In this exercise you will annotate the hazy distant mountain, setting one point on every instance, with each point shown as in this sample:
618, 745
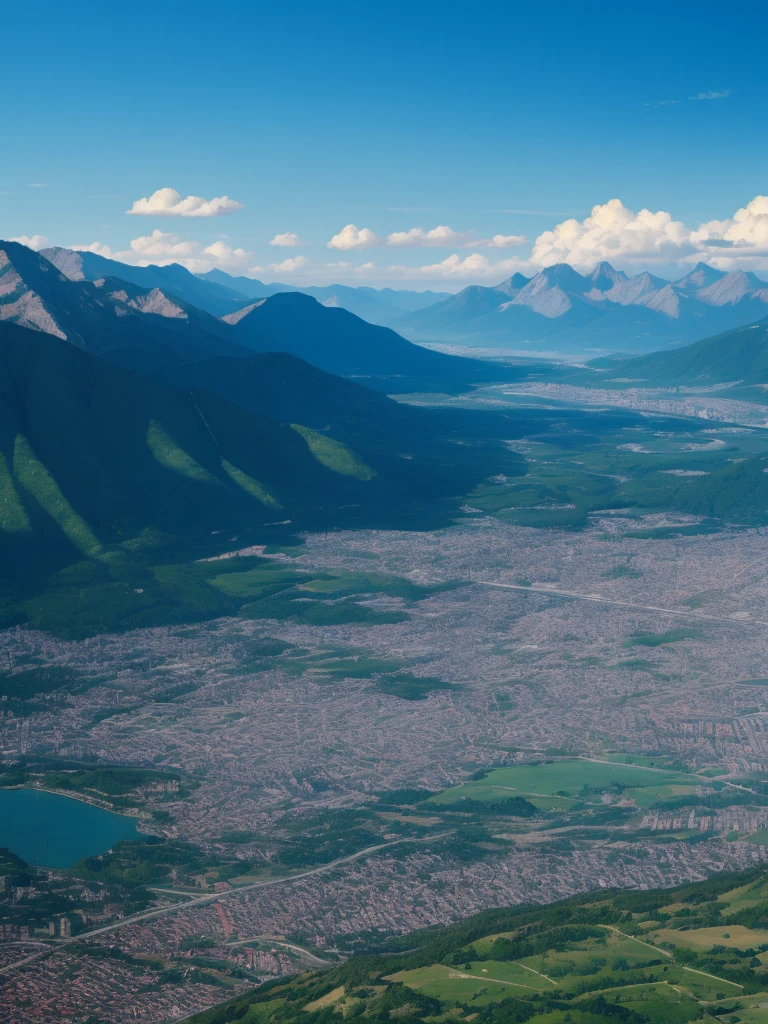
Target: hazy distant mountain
110, 317
736, 355
562, 310
154, 331
214, 298
376, 305
93, 454
100, 466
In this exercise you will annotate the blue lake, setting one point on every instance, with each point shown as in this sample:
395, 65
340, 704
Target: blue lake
55, 832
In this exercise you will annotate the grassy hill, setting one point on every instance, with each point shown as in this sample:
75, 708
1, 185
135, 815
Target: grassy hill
665, 956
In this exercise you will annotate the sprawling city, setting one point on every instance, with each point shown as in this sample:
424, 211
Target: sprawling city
383, 515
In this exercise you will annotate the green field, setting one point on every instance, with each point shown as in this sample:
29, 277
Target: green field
569, 779
578, 962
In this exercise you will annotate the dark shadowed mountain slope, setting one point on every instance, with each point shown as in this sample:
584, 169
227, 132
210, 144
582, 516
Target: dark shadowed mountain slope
110, 317
562, 310
96, 462
177, 281
340, 343
376, 305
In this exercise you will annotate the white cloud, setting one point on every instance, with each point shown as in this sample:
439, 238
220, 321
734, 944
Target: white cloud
290, 265
505, 241
287, 239
354, 238
712, 94
738, 241
36, 242
456, 266
440, 236
163, 248
168, 203
612, 232
471, 267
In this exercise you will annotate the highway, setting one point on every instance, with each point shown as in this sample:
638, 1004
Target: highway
599, 599
215, 897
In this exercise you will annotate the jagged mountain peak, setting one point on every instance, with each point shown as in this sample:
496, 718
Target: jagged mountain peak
702, 275
605, 276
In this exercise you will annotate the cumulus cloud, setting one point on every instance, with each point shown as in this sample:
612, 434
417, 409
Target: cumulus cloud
613, 232
290, 265
168, 203
36, 242
163, 248
354, 238
94, 247
471, 267
712, 94
287, 239
505, 241
440, 236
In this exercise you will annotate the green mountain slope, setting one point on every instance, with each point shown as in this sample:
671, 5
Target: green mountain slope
215, 298
111, 317
664, 956
93, 456
736, 355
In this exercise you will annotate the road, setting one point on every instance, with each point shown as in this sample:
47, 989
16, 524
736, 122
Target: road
216, 897
304, 953
599, 599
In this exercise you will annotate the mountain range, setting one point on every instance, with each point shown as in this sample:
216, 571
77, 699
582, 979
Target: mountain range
219, 293
738, 356
564, 312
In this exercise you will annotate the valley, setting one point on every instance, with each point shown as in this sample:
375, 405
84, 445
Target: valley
357, 639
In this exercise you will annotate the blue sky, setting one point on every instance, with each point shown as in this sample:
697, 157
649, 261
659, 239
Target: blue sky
497, 122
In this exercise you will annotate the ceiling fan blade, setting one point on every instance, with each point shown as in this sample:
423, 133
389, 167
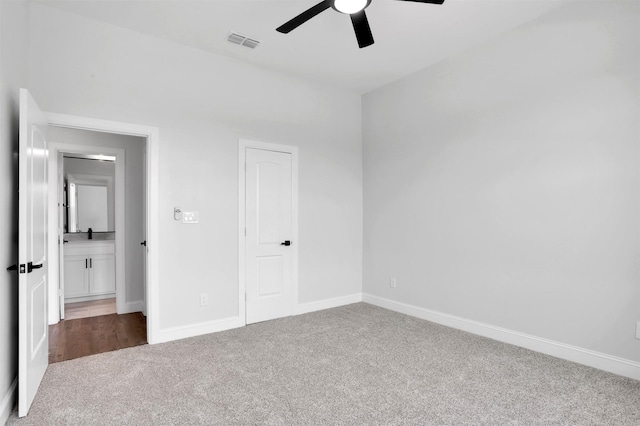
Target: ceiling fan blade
426, 1
304, 17
362, 29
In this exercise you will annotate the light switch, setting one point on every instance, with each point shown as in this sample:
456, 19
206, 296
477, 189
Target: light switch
190, 217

⁂

*Task instructions*
Can you write out all the records above again, substituting "placing a single point on each instance" for "setting one point on every instance" wherever it appears, changing nothing else and omitting the pictures?

*Output of the task*
In this exercise you will annotate the hazy distant mountain, placing a single point on each instance, with each point shown as in this sample:
618, 745
Target: hazy distant mountain
110, 317
736, 355
562, 310
154, 331
214, 298
376, 305
93, 454
100, 466
In this exercise you will annotate the blue lake, placing a single point on each instance, with each point shown as in this sample:
395, 65
340, 704
Target: blue lake
55, 832
In this exercise you will annotate the grassy hill, placing a single point on each instance, with each point shown as in this sample:
75, 708
1, 185
135, 815
Target: grassy hill
665, 956
In this exercise you will annotate the sprawling city, placing a single point on each instance, with each point shown as in this sample:
424, 211
Target: sprawling city
383, 515
In this exercise you will annotate the green field, placing a single point on each instance, with each point shown as in this sample:
29, 277
Target: green field
569, 779
578, 962
In this exercise you will annotate the dark shadowed mountain slope, placing a single point on each instance, with each point shown as in this sample:
584, 169
227, 132
210, 144
582, 516
Target: dark shadowed mountain slope
110, 317
562, 310
96, 462
177, 281
340, 343
376, 305
In this exercise you will annotate the white cloud, placing a single point on each instance, with each point shown as in this sample:
439, 238
220, 321
734, 944
Target: white cloud
290, 265
505, 241
287, 239
354, 238
712, 94
738, 241
36, 242
456, 266
440, 236
163, 248
168, 203
612, 232
471, 267
In this exercise you will annotate the highway, placing a single point on each instance, with each point shown as in this sample:
638, 1004
Target: highway
599, 599
215, 897
In this exercise you will annotate the jagged mountain peak, placing a single point on each instance, with each point shown as in this sample:
496, 718
Target: jagged mountain peak
702, 275
605, 276
In this exercise you will annotate the cumulus cloud, placing a single point on each instance, with each point shown as in this sample:
612, 434
417, 409
Target: cumulus cloud
613, 232
290, 265
168, 203
36, 242
163, 248
354, 238
94, 247
471, 267
712, 94
287, 239
505, 241
440, 236
In this exercise you will annotate the green mountain slope, placing a single point on each instance, with each point shown as in this sample:
671, 5
Target: green mountain slope
215, 298
111, 317
664, 956
93, 456
736, 355
In this exercise you will annotate the road, placing a single point on each instance, with each point shown as in this sample:
47, 989
16, 524
736, 122
Target: road
216, 897
304, 953
599, 599
In this exercise you will annotate the mountain range, placing a single point on each instance, with each point shown as in this sample:
216, 571
77, 699
582, 979
Target: mountain range
219, 293
738, 356
564, 312
In this exercise you will annotate the valley, placing a single point on each instance, with each point shown as in this sample:
375, 405
84, 445
Target: valley
357, 639
In this exercise you will annotate the blue sky, placing a single point on each instance, with each point shown as in this sample:
697, 157
649, 261
659, 239
Target: blue sky
497, 122
In this exercise you will annotate the ceiling fan blade, placing a single point on each instance, with each point shown as in this sample:
423, 133
389, 167
Target: ceiling fan blade
426, 1
304, 17
362, 29
In this exercise you will annotate the light switch, placing a single point on each instance, with each point shown as in this sample:
456, 19
206, 296
477, 189
Target: light switch
190, 217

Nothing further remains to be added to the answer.